**** Supplied records
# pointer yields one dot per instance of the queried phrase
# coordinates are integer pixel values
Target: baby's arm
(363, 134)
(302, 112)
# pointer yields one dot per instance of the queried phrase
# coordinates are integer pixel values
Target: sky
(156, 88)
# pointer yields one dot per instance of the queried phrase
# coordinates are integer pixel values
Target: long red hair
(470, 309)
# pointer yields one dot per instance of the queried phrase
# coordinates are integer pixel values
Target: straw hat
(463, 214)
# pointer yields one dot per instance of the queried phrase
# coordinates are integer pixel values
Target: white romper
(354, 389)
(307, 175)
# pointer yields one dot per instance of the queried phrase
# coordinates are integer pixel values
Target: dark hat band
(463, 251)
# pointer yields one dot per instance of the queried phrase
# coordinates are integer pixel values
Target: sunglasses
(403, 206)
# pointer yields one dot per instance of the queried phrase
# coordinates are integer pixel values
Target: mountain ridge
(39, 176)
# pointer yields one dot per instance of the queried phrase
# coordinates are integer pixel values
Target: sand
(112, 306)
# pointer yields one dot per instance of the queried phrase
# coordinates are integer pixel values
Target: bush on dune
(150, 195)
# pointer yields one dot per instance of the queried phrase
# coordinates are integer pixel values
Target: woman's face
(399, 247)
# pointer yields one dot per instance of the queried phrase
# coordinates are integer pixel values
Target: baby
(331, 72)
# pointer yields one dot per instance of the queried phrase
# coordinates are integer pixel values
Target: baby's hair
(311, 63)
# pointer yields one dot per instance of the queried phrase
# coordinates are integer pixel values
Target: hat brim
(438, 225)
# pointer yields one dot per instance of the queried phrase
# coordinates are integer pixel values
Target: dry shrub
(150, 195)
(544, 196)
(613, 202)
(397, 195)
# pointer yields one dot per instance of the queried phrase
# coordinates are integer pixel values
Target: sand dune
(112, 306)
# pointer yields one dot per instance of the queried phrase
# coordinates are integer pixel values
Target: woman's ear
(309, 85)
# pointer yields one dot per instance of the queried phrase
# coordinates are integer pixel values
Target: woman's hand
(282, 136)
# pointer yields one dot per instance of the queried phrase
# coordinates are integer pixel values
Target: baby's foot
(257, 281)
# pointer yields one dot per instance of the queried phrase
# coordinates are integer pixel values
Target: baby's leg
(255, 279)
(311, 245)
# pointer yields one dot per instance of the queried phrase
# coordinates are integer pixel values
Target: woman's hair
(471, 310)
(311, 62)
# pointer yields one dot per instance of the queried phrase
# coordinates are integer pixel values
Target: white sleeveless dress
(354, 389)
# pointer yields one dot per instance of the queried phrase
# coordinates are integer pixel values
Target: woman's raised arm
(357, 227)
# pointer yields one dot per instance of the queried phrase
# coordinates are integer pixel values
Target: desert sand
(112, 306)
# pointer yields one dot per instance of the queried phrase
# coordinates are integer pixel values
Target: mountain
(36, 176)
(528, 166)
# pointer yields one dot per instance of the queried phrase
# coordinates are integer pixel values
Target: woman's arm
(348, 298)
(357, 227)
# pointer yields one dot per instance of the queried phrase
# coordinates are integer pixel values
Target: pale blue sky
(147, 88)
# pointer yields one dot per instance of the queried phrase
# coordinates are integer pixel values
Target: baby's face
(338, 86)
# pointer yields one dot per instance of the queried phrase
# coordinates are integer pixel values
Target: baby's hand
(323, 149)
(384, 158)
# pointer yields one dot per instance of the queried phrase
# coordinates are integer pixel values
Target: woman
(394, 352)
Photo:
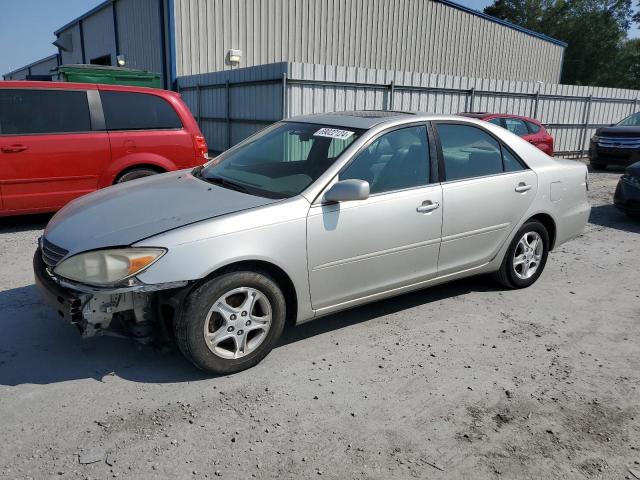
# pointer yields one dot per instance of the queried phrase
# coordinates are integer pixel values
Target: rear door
********
Once the pictures are set aside, give the rest of the material again unchanged.

▶ _Exercise response_
# pointer yields one dot per instance of the queried phrase
# coordinates are integer pixel values
Target: baby's arm
(363, 134)
(302, 112)
# pointer yields one dot per instance of the queried phrase
# coordinates are integer pixel values
Target: sky
(156, 88)
# pointer yields one dot per instance of the queried phrase
# coordinates are integer pixel values
Target: long red hair
(470, 309)
# pointer yields one dot per instance of the queried phrase
# coordinates are integer pixel values
Target: straw hat
(463, 214)
# pointer yields one dot per instance of the queried phrase
# coordinates are integer pixel values
Target: white romper
(354, 389)
(307, 175)
# pointer yields one dot per instance of the queried phrase
# coordinates are integer pixel values
Target: dark hat band
(463, 251)
# pointer yields one dot per instance of the queried phrase
# coordinates are integer pixel values
Target: sunglasses
(403, 206)
# pointer yields one dot per instance of the queried phrase
# coordinates are integer pixel values
Target: mountain ridge
(39, 176)
# pointer yields one dot per instance of the queried phrase
# coordinates are integer pixel values
Target: sand
(112, 306)
# pointer yields one dot per instance of the queried phrase
# coordinates are integer pixel values
Target: bush on dune
(150, 195)
# pointer yields one dot per instance of the queried phrase
# coordinates are integer pixel values
Target: woman's face
(399, 247)
# pointer yields one dot per instance of the queried phrase
# coordinates are integer pixel values
Target: baby
(331, 72)
# pointer yields one dot per instance of the queried phrase
# coordinates are integer pixel values
Target: baby's hair
(311, 63)
# pointer yields one dot per instance of the queried phrase
# coordinates are integer pixel values
Target: hat brim
(438, 225)
# pointer yields one dot per instance of the queried phrase
# coordinates are integer pixel values
Target: dry shrub
(150, 195)
(544, 196)
(613, 202)
(397, 195)
# pointer yields one dot per instance of the queried phrase
# coordinates are integer pixel values
Target: sand dune
(112, 306)
# pointer yields one dot per instance of the queried phrase
# coordinates are integer pixel values
Target: woman's ear
(309, 85)
# pointer yields one dot per instance of the queried phrase
# coordinates are integer pixel values
Target: woman's hand
(282, 136)
# pointer yields one dot per instance of the queried phrase
# coordinates are integer pixel values
Target: baby's foot
(257, 281)
# pointer yields one dot per instance of the queried phrase
# coordinates are integer pixel values
Target: baby's leg
(255, 279)
(311, 245)
# pointer yields one dot per instance of the queried phrase
# coordinates are integer pixel values
Target: woman's hair
(471, 310)
(311, 62)
# pointer yields one dot per instance of the queried phrase
# coordinates are integer pixel values
Target: white sleeveless dress
(354, 389)
# pointer yields one dot per instance of the queried phrase
# coordinates are integer pixel values
Target: woman's raised arm
(357, 227)
# pointer yields one dot per instance of the queried phrase
# coordinates are integer pixel values
Target: desert sand
(112, 306)
# pointer yields one dot per instance of the queried phrase
# coordinates are integer pixel values
Target: mountain
(36, 176)
(528, 166)
# pointer yields one dot per instance of the queried phrase
# coordinates are integer pixel values
Target: woman's arm
(348, 298)
(357, 227)
# pointer yields one dot per instance of the queried phrase
# coordinates are integer pixel values
Target: pale blue sky
(147, 88)
# pointer yields one dot per instance of the queried phrase
# coordinates are integer pixel values
Target: baby's face
(338, 86)
# pointer yields one dot per instance of the queried phrase
# coordinates are integer pixel values
Target: baby's hand
(323, 149)
(384, 158)
# pointer yields one dot per instance of the queried phrase
# coordinates are integer pixel values
Target: woman
(394, 352)
Photo:
# pointer yields one dot per instance of the queried phrase
# coordinates are integer pixel values
Target: rear door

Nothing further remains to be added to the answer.